◆ **Task goal**: Please render the material below, starting at its first line and ending at the line containing "6, 244, 19, 290", as a two-column CSV with the columns input and output. Give one row for each text and the answer that follows it, putting each in a single quoted field with line breaks replaced by spaces.

★ ★ ★ ★ ★ ★ ★

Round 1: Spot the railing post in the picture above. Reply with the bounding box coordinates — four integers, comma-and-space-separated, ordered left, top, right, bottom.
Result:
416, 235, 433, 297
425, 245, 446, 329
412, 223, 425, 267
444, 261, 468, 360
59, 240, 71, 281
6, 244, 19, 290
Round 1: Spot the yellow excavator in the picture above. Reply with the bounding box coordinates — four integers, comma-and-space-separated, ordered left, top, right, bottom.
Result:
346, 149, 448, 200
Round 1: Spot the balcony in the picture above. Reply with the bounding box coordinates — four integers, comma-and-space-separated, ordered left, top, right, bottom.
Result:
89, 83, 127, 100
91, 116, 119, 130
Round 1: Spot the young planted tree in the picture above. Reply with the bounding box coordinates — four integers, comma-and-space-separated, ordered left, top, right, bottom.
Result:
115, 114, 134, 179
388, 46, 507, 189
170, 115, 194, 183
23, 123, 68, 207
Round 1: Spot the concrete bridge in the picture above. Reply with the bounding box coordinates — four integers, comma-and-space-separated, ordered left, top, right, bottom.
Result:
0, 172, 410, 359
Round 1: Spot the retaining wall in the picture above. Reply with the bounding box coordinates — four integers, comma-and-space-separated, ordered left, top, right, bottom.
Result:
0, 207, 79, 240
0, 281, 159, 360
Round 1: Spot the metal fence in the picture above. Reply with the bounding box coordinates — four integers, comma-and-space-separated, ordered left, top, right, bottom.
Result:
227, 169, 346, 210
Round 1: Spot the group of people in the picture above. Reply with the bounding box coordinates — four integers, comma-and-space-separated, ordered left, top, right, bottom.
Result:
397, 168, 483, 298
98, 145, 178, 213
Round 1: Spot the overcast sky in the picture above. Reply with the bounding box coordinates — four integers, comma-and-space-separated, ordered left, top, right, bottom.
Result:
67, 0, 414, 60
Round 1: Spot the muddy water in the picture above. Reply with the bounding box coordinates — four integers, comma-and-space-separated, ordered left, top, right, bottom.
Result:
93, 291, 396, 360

★ ★ ★ ★ ★ ★ ★

◆ **Problem solution**:
input,output
"Round 1: Spot the railing post in the picture above. Reply with the bounding box coordinates — four integers, comma-and-space-separated, ordered left, top, right, bottom. Result:","416, 235, 433, 297 425, 245, 446, 329 412, 223, 425, 267 444, 261, 468, 360 59, 240, 71, 281 6, 244, 19, 290"